Please give the listing again, word for word, with nothing left out.

+++++

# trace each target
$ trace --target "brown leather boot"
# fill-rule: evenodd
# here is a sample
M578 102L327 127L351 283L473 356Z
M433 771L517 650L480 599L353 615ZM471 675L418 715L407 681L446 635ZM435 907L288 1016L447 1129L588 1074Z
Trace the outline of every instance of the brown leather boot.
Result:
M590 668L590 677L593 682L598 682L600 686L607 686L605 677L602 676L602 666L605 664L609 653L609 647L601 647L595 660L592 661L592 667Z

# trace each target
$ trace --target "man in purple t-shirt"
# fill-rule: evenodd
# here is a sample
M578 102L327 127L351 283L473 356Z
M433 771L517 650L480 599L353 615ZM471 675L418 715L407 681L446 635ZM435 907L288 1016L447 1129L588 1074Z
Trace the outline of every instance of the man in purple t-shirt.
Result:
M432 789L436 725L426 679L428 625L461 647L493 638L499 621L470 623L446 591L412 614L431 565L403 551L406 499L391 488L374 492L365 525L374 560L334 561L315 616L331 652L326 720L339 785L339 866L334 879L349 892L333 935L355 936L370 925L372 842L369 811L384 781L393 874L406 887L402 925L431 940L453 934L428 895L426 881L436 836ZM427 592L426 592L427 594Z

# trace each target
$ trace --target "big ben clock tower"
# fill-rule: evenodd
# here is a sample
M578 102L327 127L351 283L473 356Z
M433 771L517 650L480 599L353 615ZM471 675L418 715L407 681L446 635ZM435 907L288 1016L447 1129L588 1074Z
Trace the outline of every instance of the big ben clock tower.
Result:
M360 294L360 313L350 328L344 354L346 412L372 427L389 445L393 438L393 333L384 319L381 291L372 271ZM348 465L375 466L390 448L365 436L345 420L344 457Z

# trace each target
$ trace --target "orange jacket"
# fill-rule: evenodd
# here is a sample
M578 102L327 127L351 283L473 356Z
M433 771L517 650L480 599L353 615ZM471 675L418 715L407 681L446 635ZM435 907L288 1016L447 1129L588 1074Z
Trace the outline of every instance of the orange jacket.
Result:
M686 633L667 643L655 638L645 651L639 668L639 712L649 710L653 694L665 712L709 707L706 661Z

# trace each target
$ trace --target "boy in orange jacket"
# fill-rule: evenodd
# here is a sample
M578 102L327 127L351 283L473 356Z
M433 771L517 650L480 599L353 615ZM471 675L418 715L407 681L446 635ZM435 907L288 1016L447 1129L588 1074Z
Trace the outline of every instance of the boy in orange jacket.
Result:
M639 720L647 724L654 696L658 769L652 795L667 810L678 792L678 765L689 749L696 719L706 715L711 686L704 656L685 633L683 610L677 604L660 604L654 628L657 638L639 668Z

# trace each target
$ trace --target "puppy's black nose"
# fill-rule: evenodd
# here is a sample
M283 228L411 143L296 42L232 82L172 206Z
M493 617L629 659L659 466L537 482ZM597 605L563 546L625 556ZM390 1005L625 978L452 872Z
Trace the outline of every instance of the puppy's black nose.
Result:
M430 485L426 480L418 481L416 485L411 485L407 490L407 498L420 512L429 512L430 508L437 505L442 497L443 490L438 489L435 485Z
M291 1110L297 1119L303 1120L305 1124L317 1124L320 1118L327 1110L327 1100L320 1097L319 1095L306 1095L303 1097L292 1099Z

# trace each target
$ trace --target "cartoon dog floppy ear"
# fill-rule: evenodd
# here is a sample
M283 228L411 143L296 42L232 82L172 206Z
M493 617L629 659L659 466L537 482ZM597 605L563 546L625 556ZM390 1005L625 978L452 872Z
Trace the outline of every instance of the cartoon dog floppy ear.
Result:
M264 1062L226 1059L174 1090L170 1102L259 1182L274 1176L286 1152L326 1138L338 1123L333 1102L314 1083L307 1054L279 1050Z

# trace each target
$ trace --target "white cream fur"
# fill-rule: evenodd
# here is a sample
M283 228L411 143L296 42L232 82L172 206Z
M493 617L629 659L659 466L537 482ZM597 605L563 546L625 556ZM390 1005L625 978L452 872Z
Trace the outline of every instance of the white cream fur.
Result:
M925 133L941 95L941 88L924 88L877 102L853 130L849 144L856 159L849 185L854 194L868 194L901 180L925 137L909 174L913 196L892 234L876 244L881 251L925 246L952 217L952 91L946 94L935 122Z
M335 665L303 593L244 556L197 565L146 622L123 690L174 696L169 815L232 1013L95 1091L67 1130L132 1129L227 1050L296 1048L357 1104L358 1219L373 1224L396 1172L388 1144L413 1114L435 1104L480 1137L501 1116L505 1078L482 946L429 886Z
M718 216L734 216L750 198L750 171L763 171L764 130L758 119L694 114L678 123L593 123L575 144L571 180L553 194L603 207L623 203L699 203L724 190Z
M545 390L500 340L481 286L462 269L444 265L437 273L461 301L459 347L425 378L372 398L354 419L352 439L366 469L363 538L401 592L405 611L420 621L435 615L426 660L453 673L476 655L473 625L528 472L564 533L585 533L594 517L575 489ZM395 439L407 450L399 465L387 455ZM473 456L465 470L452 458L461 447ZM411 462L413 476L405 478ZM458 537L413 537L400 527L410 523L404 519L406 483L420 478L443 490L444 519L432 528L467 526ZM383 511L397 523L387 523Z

+++++

Solution for this exercise:
# trace each target
$ trace --target "brown leather boot"
# fill-rule: evenodd
# here is a sample
M578 102L327 127L351 283L473 356Z
M433 771L517 650L480 599L353 615ZM471 675L418 715L407 681L446 635ZM435 907L288 1016L447 1129L588 1074Z
Trace the outline of every instance of the brown leather boot.
Result:
M590 668L590 677L593 682L598 682L600 686L607 686L605 677L602 676L602 666L605 664L609 653L609 647L601 647L595 660L592 661L592 667Z

# trace each target
$ trace --target "man in purple t-shirt"
# fill-rule: evenodd
# here is a sample
M578 102L327 127L351 283L473 356Z
M433 771L517 650L480 599L353 615ZM471 675L418 715L407 681L446 635ZM435 907L288 1016L447 1129L588 1074Z
Trace the outline of every instance of the man in purple t-shirt.
Result:
M432 789L436 725L426 679L428 625L461 647L493 638L499 621L470 623L446 591L412 614L431 565L403 551L406 499L391 488L374 492L365 525L374 560L334 561L315 616L331 652L326 720L339 785L339 866L334 879L349 892L333 935L355 936L370 925L372 842L369 811L384 781L393 874L406 887L402 925L431 940L453 934L428 895L426 881L436 836ZM427 592L426 592L427 594Z

# trace each target
$ trace --target "big ben clock tower"
# fill-rule: evenodd
# here is a sample
M578 102L327 127L351 283L473 356Z
M433 771L517 650L480 599L353 615ZM471 675L418 715L407 681L446 635ZM435 907L288 1016L447 1129L588 1074Z
Trace the outline of every instance of the big ben clock tower.
Result:
M360 294L360 313L350 328L344 354L346 412L372 427L389 445L393 438L393 333L384 319L381 291L372 271ZM348 465L375 466L390 448L365 436L345 420L344 457Z

# trace each target
$ trace --target "orange jacket"
# fill-rule: evenodd
# here is a sample
M578 102L327 127L351 283L473 356Z
M433 771L517 650L480 599L353 615ZM471 675L418 715L407 681L446 635ZM435 907L288 1016L447 1129L588 1074Z
Trace the outline of every instance of the orange jacket.
Result:
M686 633L667 643L655 638L645 651L639 668L639 712L649 710L653 694L665 712L709 707L706 661Z

# trace each target
$ trace --target "boy in orange jacket"
# fill-rule: evenodd
# here is a sample
M578 102L327 127L351 283L473 356Z
M433 771L517 650L480 599L353 615ZM471 675L418 715L407 681L446 635ZM435 907L288 1016L447 1129L588 1074Z
Trace the outline of every instance of the boy in orange jacket.
Result:
M639 720L647 724L654 696L658 769L652 795L667 810L678 792L678 765L689 749L696 719L706 715L711 686L704 656L685 633L683 610L677 604L660 604L654 628L657 638L639 668Z

# trace each target
$ trace --target "puppy's black nose"
# fill-rule: evenodd
# here is a sample
M283 228L411 143L296 42L232 82L172 206Z
M493 617L629 659L659 466L537 482ZM597 605L563 546L625 556ZM390 1005L625 978L452 872Z
Trace the outline of every instance of the puppy's black nose.
Result:
M430 485L426 480L418 481L416 485L411 485L407 490L407 498L420 512L429 512L430 508L437 505L442 497L443 490L438 489L435 485Z
M291 1110L297 1119L303 1120L305 1124L317 1124L320 1118L327 1110L327 1100L320 1097L319 1095L306 1095L303 1097L292 1099Z

# trace each target
$ trace --target "cartoon dog floppy ear"
# fill-rule: evenodd
# here is a sample
M283 228L411 143L296 42L232 82L172 206Z
M493 617L629 659L659 466L537 482ZM597 605L563 546L625 556ZM390 1005L625 978L452 872Z
Trace the outline of every instance of the cartoon dog floppy ear.
Result:
M264 1062L226 1059L174 1090L170 1102L259 1182L274 1176L286 1152L326 1138L338 1123L333 1102L314 1083L307 1054L279 1050Z

# trace each target
$ trace --target "white cream fur"
# fill-rule: evenodd
# here is a sample
M283 228L411 143L296 42L232 82L172 206Z
M493 617L629 659L659 466L537 482ZM597 605L563 546L625 556ZM390 1005L625 978L452 872Z
Trace the outline of every instance of the white cream fur.
Result:
M925 133L941 95L941 88L924 88L877 102L853 130L849 144L856 159L849 185L854 194L868 194L901 180L925 137L909 174L913 196L892 234L876 244L881 251L925 246L952 217L952 91L946 94L935 122Z
M335 665L303 593L244 556L197 565L146 622L123 690L174 696L169 815L232 1013L95 1091L67 1130L132 1129L227 1050L296 1048L357 1104L358 1219L373 1224L396 1172L388 1144L413 1114L435 1104L480 1137L501 1116L505 1078L482 946L429 886Z
M718 216L734 216L750 198L750 171L763 171L764 130L758 119L694 114L678 123L593 123L575 144L571 180L553 194L603 207L623 203L699 203L724 190Z
M545 390L500 340L481 286L462 269L444 265L437 273L461 301L459 347L425 378L372 398L354 419L352 439L366 469L363 538L401 592L405 611L420 621L435 615L426 660L453 673L476 655L473 625L528 472L564 533L585 533L594 517L575 489ZM395 439L407 450L399 465L387 455ZM473 456L465 470L452 458L461 447ZM411 462L413 476L405 478ZM458 537L413 537L400 527L410 523L404 519L406 483L420 478L443 490L444 519L432 528L467 526ZM383 511L397 523L387 523Z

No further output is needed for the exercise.